Your task ▸ Because the pictures are not wanted, reproduce the rest of the records below exactly as they stand.

(Dataset entries)
+++

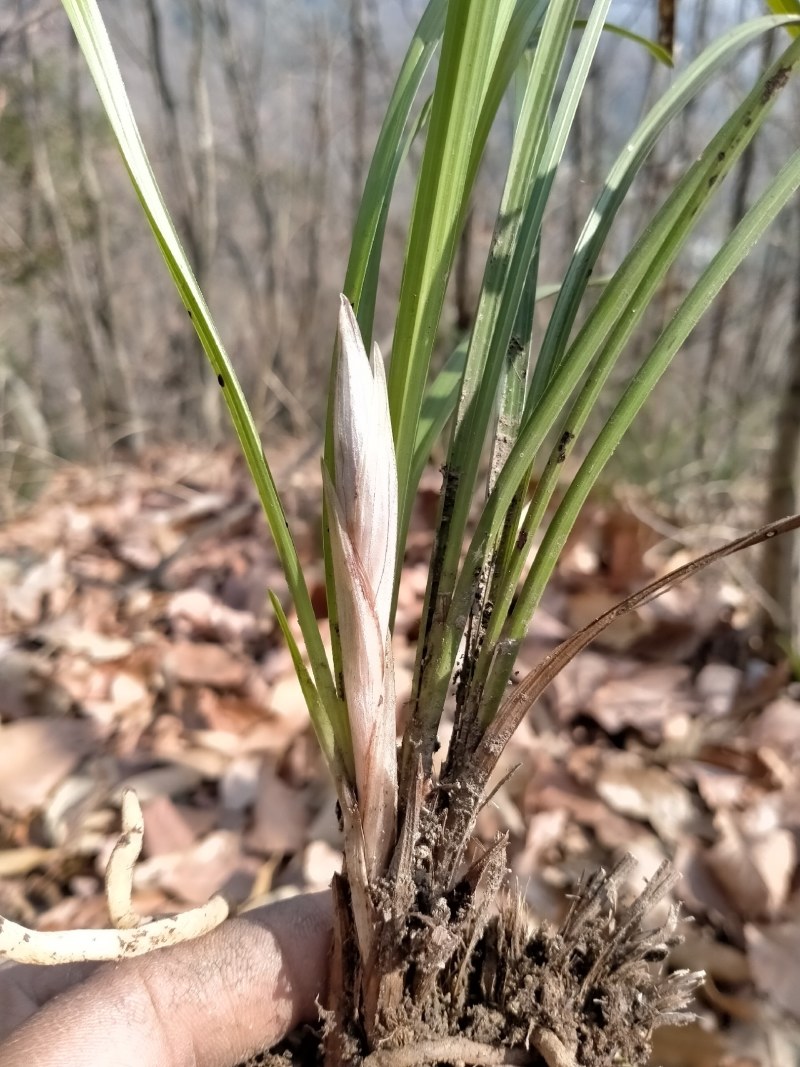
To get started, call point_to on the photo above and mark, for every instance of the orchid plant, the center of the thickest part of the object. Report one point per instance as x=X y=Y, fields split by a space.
x=405 y=831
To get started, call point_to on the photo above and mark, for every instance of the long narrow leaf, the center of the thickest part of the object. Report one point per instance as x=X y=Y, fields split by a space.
x=90 y=30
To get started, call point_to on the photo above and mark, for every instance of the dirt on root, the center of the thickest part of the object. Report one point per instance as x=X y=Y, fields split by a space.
x=589 y=992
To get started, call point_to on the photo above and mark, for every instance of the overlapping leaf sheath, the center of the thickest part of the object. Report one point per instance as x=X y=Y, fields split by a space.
x=363 y=522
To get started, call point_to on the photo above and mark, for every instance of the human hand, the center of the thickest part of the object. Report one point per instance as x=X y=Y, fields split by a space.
x=211 y=1002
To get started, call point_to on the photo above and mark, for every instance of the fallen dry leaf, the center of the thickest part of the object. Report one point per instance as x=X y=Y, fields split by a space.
x=35 y=755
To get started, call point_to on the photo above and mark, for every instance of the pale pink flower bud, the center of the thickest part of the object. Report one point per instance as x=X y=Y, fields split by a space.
x=363 y=522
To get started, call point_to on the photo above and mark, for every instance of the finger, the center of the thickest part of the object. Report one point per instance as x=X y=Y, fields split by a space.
x=25 y=988
x=211 y=1002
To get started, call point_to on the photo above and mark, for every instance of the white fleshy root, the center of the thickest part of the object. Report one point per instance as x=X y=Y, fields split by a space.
x=133 y=935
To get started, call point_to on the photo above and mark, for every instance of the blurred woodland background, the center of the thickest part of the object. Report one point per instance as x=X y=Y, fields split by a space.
x=260 y=118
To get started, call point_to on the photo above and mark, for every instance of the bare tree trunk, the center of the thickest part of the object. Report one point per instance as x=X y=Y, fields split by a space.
x=317 y=187
x=781 y=556
x=358 y=101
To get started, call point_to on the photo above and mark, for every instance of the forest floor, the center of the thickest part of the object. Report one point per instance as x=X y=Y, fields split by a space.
x=137 y=648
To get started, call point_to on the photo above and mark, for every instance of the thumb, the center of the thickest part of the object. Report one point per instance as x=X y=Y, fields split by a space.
x=211 y=1002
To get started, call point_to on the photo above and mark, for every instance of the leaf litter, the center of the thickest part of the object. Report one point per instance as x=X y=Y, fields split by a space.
x=137 y=648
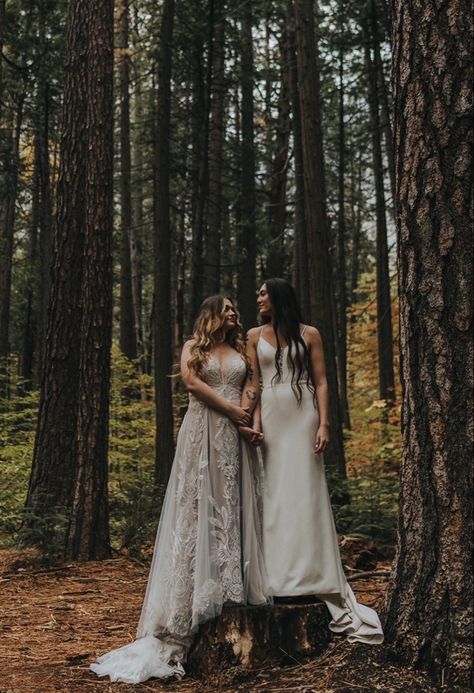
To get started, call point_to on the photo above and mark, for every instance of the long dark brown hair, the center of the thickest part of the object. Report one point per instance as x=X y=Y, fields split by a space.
x=286 y=318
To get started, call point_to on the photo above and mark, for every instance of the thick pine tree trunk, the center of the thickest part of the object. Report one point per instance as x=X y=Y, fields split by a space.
x=429 y=608
x=128 y=337
x=29 y=334
x=248 y=246
x=384 y=301
x=88 y=532
x=278 y=173
x=341 y=254
x=2 y=34
x=301 y=253
x=69 y=471
x=212 y=240
x=202 y=85
x=45 y=237
x=385 y=121
x=162 y=329
x=356 y=227
x=6 y=248
x=321 y=290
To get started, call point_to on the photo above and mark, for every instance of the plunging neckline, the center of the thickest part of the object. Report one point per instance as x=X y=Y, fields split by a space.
x=225 y=371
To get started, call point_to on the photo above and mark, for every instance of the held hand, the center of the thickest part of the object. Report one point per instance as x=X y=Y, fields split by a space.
x=322 y=438
x=251 y=435
x=239 y=415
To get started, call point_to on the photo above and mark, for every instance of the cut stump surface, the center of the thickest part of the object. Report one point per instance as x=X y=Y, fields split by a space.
x=251 y=636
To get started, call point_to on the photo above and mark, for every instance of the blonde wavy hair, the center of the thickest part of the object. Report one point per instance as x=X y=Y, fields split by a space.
x=208 y=331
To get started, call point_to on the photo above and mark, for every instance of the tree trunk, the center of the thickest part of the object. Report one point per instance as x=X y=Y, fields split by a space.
x=356 y=230
x=429 y=607
x=385 y=122
x=278 y=173
x=321 y=296
x=69 y=472
x=341 y=254
x=8 y=232
x=212 y=241
x=384 y=301
x=200 y=166
x=162 y=341
x=2 y=34
x=45 y=237
x=137 y=229
x=29 y=334
x=301 y=253
x=248 y=270
x=128 y=337
x=88 y=532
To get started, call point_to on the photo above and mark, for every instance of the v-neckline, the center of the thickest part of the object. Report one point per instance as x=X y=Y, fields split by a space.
x=221 y=367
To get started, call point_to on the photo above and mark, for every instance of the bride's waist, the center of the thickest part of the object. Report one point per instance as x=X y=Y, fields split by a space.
x=283 y=386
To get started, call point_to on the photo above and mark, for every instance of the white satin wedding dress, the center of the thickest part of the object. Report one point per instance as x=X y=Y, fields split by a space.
x=299 y=536
x=208 y=545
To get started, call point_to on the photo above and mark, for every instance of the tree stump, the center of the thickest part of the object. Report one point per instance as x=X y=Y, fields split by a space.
x=249 y=635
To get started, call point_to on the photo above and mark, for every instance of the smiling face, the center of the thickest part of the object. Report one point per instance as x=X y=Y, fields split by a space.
x=263 y=302
x=230 y=315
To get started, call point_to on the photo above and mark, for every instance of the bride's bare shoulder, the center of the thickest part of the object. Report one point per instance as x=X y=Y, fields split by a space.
x=311 y=334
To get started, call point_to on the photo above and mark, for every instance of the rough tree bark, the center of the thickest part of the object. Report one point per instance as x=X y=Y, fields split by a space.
x=29 y=333
x=128 y=337
x=162 y=330
x=6 y=248
x=385 y=121
x=384 y=301
x=341 y=342
x=278 y=171
x=429 y=608
x=202 y=85
x=2 y=33
x=69 y=470
x=212 y=238
x=248 y=271
x=88 y=531
x=321 y=290
x=300 y=254
x=45 y=237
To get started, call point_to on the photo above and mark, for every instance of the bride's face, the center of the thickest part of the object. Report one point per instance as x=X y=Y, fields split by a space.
x=230 y=316
x=263 y=301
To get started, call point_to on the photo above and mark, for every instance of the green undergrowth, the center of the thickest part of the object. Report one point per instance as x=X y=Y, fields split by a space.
x=365 y=505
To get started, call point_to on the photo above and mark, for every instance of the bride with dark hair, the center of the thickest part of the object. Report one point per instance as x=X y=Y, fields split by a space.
x=208 y=545
x=292 y=410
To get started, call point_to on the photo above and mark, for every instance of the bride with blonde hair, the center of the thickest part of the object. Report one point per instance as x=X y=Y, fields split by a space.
x=208 y=548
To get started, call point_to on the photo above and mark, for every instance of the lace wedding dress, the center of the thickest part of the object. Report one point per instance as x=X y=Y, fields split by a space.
x=208 y=545
x=299 y=536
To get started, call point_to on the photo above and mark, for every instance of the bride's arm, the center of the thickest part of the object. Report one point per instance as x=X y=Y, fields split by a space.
x=321 y=384
x=206 y=394
x=251 y=389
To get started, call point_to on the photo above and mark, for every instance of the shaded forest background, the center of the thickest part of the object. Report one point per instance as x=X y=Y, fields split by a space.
x=154 y=153
x=236 y=197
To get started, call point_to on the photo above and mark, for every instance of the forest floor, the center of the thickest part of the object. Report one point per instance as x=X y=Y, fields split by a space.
x=56 y=620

+++

Reply to the exercise ▸
To get started, call point_to on the photo above and mark, for every instance of the orchid plant, the center of the thickest part of the object. Report one point per instance as x=X y=Y, fields split by a space.
x=405 y=831
To get started, call point_to on the photo above and mark, for every instance of the long narrow leaf, the center of the thickest part of the object. Report one point per instance as x=X y=Y, fields split by a space.
x=90 y=30
To get started, call point_to on the photo above and mark, for every instance of the dirt on root, the center of the thickest part of the object. Report one point per instance as x=X y=Y, fields split by a space.
x=589 y=992
To get started, call point_to on the photo above and mark, for every instance of the overlapping leaf sheath, the center of the thickest part of the object. Report one point per instance as x=X y=Y, fields split by a space.
x=363 y=522
To get started, call point_to on the photo above and mark, for every instance of the human hand, the center of the thickest part of the object. Report one point per instance as x=X y=Y, fields split by a space.
x=211 y=1002
To get started, call point_to on the photo above and mark, for every instance of the fallen dry leaf, the center of the thickest part of the object. Report one point per instance as x=X y=Y, fields split by a space.
x=35 y=755
To get started, call point_to on the photo above and mark, for every instance of the pale pink flower bud, the center of the thickest part of the object. Report one point per instance as x=X y=Y, fields split by a space.
x=363 y=522
To get started, call point_to on the photo above and mark, for every instance of the finger, the center of the thickest part of the object. Report one point per instance as x=X y=Y, fields split by a space.
x=25 y=988
x=211 y=1002
To get started, call point_to on the photo above and mark, for every instance of the white fleshy root, the center of the thickest part of the object. Report one point per instance as x=X y=Y, fields split by a space.
x=133 y=935
To get started, call point_to on the photo above and mark, for every instance of the blurred woodland background, the center of the thickest part of the object. Report one point per instance as x=X y=Y, fields split by a space.
x=260 y=118
To get started, call point_to on the photo above and mark, for every instance of the bare tree trunk, the center of the thickest part of the object. Report one point per instance as x=X y=Y, fields split by a space.
x=317 y=187
x=781 y=556
x=358 y=101
To get started, call point_to on the photo above and mark, for every instance of the forest floor, the center of the thickest part of the object. Report one point per instance as x=X y=Y, fields split by a space.
x=137 y=648
To get started, call point_to on the photo above and mark, for every instance of the thumb, the center of the thickest part of the object. Report one point per instance as x=X y=Y, fields split by a space.
x=211 y=1002
To get started, call point_to on the photo above and mark, for every instance of the leaf litter, the center of the thickest part of the object. Report one point per instance as x=X y=Y, fields split by a space.
x=137 y=648
To get started, call point_to on the photo above and mark, for every instance of the long dark brown hair, the center of the thickest part of the object. Report one point per instance as x=X y=Y, fields split by a space.
x=286 y=318
To get started, call point_to on the photo above and mark, for every instance of the thick pine tree trunk, the center of the thickest part of the object. Report one point per instance as x=X y=Y, fields split by a space.
x=429 y=608
x=128 y=337
x=29 y=334
x=248 y=246
x=384 y=301
x=88 y=532
x=278 y=173
x=341 y=254
x=2 y=34
x=301 y=253
x=69 y=471
x=212 y=240
x=202 y=85
x=45 y=237
x=385 y=121
x=162 y=329
x=356 y=227
x=6 y=248
x=321 y=290
To get started, call point_to on the photo above and mark, for every instance of the plunging neckline, the center of the thickest part of the object. Report one point per instance as x=X y=Y, fields split by a space.
x=225 y=371
To get started, call point_to on the photo above and mark, for every instance of the held hand, the center of the thickest part of the object. Report one point per instance as x=X y=Y, fields split by a space.
x=322 y=438
x=251 y=435
x=239 y=415
To get started, call point_to on the photo above and mark, for every instance of the cut stump surface, the center of the thickest part of the object. Report one point per instance as x=X y=Y, fields split by a space.
x=251 y=636
To get started, call point_to on the photo above and mark, for every instance of the blonde wavy hair, the center of the thickest part of the object. Report one point per instance as x=X y=Y, fields split by a space.
x=208 y=331
To get started, call point_to on the photo above and mark, for every instance of the tree trunk, the center of the thickest part of the object. Report one point per instance as x=X y=Y, fields split by a space.
x=356 y=230
x=429 y=607
x=385 y=122
x=278 y=173
x=321 y=296
x=69 y=472
x=341 y=254
x=8 y=232
x=212 y=241
x=384 y=301
x=200 y=166
x=162 y=341
x=2 y=34
x=45 y=237
x=137 y=229
x=29 y=334
x=301 y=253
x=248 y=270
x=128 y=337
x=88 y=532
To get started, call point_to on the photo above and mark, for every instance of the v-neckline, the center of the thickest part of the object. Report one point per instance as x=X y=Y, fields split by a space.
x=221 y=367
To get started, call point_to on the photo above and mark, for every instance of the bride's waist, the center of the thickest part of the object. Report one point per instance as x=X y=Y, fields split by a space.
x=283 y=386
To get started, call point_to on the photo above and mark, for every instance of the white satin wedding dress, the center of the thickest part of the object. Report one point per instance as x=X y=Y, fields split by a space.
x=299 y=536
x=208 y=545
To get started, call point_to on the photo above and mark, for every instance of the tree stump, the center of the thickest part of the object. Report one point per instance as x=X y=Y, fields split by a space.
x=249 y=635
To get started, call point_to on the photo above and mark, for every instance of the smiling face, the center of the thickest part of the object. Report one point per instance as x=X y=Y, fields split by a space.
x=263 y=302
x=230 y=315
To get started, call point_to on the photo above and mark, for every instance of the bride's bare shoulder, the center of the thickest part of the object. Report one point per instance as x=X y=Y, fields split by a space.
x=311 y=334
To get started, call point_to on the photo above and mark, for every instance of the rough tree bark, the center of the thickest part of the object. Report one point per instance as x=X y=Y, fields split by a space.
x=29 y=333
x=128 y=337
x=162 y=330
x=6 y=248
x=385 y=121
x=384 y=301
x=341 y=342
x=278 y=171
x=429 y=608
x=202 y=85
x=2 y=33
x=69 y=470
x=212 y=238
x=248 y=271
x=88 y=531
x=321 y=290
x=300 y=254
x=45 y=237
To get started, call point_to on the photo above and mark, for every instance of the bride's face, the center of the thickest part of the object. Report one point per instance as x=X y=Y, fields split by a space.
x=230 y=316
x=263 y=301
To get started, call point_to on the photo above and mark, for every instance of the green undergrowth, the center of the thickest part of the object. Report one point per instance as x=X y=Y, fields split by a space.
x=365 y=505
To get started, call point_to on the photo above and mark, for every instance of the bride with dark hair, the center of the thickest part of the object. Report one point per instance as x=X y=Y, fields split by a space.
x=208 y=545
x=292 y=410
To get started, call point_to on the photo above and mark, for every instance of the bride with blonde hair, the center of the thickest part of the object. Report one point per instance as x=X y=Y, fields split by a space.
x=208 y=548
To get started, call point_to on the photo above and mark, for every instance of the lace wedding dress, the center of the thickest part of the object. Report one point per instance as x=X y=Y, fields split by a space.
x=208 y=545
x=299 y=536
To get started, call point_to on the photo above and mark, for every instance of the bride's arm, the center of the thickest part of the object. Report one point per instance as x=X y=Y, fields split by a space.
x=321 y=384
x=206 y=394
x=251 y=389
To get started, call point_to on the photo above and mark, for every instance of the shaded forest background, the center of the thickest part of the object. Report one point per instance as x=X y=Y, fields split by a space.
x=154 y=153
x=236 y=197
To get started, call point_to on the photo above and mark, for every instance of the forest floor, the center of the thickest part of the object. Report one point per instance as x=X y=Y, fields split by a space.
x=56 y=620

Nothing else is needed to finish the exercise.